> [TASK DIRECTIONS]: Gather every line of the listing below that contains the string "instance", and copy each of those lines in full.

> [DATASET RECORDS]:
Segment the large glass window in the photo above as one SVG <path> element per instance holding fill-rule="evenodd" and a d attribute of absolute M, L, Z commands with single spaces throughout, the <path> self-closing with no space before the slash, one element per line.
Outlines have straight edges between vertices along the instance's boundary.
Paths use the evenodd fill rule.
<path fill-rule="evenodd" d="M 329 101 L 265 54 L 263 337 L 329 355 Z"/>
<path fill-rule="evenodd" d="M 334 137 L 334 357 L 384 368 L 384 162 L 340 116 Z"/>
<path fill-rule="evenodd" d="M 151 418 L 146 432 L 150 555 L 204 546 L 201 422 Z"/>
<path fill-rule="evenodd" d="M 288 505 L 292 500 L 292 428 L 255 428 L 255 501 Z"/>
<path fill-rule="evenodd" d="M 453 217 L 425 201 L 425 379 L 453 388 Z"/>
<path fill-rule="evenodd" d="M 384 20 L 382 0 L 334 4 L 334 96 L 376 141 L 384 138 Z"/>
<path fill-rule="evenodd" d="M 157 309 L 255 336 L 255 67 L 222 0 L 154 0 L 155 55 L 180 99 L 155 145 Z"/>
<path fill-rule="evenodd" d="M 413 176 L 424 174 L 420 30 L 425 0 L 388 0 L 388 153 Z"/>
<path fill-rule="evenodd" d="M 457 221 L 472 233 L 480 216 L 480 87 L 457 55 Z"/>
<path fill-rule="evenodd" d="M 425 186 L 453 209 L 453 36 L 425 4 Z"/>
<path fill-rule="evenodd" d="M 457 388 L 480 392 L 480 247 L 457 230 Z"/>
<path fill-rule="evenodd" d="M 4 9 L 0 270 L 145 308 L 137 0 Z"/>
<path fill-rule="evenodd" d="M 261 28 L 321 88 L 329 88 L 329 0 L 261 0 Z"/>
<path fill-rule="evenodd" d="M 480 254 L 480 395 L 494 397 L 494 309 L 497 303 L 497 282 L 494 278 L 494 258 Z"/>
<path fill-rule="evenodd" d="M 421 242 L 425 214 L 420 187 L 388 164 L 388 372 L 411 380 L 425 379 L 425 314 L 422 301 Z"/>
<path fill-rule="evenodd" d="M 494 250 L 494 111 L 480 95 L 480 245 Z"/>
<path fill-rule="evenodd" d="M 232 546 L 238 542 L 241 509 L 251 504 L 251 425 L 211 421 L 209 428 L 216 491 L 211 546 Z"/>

> [OUTPUT BELOW]:
Segment the large glass window in the photo above as one SVG <path> element per instance holding fill-rule="evenodd" and a d attribute of absolute M, L, Z commands with single spaces throughout, the <path> self-closing with no space before the slash, one element per line.
Outlines have straight edges between vertices along the instance's boundary.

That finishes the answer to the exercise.